# Task to complete
Your output must be the line containing "Where can you spot the woman's shoulder?" followed by every later line in the entries below, all copied exactly.

# Material for the task
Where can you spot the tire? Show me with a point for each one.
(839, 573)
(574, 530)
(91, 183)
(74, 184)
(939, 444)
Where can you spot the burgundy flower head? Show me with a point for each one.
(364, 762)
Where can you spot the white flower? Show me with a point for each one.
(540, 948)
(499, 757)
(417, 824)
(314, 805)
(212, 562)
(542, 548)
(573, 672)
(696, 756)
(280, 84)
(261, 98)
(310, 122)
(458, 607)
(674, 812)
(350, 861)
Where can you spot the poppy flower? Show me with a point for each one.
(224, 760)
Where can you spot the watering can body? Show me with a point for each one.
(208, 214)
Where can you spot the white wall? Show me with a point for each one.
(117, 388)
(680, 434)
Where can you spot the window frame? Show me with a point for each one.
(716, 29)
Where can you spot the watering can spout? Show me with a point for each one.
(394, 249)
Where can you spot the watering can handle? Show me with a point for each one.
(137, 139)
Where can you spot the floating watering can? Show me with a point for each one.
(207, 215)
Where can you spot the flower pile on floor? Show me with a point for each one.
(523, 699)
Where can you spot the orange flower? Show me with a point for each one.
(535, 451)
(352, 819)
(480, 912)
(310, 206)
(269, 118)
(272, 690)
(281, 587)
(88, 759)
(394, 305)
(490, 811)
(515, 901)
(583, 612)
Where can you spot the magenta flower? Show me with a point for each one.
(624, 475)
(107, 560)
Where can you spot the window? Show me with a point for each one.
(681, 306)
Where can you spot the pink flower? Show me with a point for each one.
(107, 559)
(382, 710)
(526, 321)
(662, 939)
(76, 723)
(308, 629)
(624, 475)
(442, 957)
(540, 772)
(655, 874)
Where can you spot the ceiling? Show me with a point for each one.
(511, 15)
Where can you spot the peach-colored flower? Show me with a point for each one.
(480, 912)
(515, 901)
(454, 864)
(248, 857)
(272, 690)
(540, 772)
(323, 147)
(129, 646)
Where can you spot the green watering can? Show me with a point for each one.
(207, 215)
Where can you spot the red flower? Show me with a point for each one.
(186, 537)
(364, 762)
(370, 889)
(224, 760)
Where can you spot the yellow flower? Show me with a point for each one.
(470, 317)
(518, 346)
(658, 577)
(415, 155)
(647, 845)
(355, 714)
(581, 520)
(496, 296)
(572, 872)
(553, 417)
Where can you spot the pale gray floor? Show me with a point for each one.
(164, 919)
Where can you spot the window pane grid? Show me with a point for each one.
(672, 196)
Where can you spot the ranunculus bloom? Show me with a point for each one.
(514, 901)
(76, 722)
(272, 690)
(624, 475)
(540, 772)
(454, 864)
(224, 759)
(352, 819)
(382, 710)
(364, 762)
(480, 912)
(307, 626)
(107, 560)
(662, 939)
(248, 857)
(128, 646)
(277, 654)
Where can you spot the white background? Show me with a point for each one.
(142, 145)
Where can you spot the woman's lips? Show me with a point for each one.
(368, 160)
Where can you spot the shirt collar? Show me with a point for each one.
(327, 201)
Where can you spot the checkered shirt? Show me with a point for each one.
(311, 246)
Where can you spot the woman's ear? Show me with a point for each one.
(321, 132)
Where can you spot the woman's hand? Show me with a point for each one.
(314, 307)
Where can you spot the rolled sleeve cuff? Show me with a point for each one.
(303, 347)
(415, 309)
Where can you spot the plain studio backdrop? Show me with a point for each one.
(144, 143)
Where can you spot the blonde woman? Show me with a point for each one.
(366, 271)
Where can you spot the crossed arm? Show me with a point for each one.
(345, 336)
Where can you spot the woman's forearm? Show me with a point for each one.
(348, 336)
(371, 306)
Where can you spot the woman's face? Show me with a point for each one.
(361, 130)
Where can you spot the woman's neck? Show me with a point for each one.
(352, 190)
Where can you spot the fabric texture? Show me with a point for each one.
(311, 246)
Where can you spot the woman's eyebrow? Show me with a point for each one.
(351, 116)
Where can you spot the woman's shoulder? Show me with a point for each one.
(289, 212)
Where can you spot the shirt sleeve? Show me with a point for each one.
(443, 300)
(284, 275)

# Task output
Where can you spot the woman's shoulder? Show me with a point for each one.
(289, 212)
Where can you spot the shirt sleeve? Show me with a point for each one.
(443, 300)
(284, 275)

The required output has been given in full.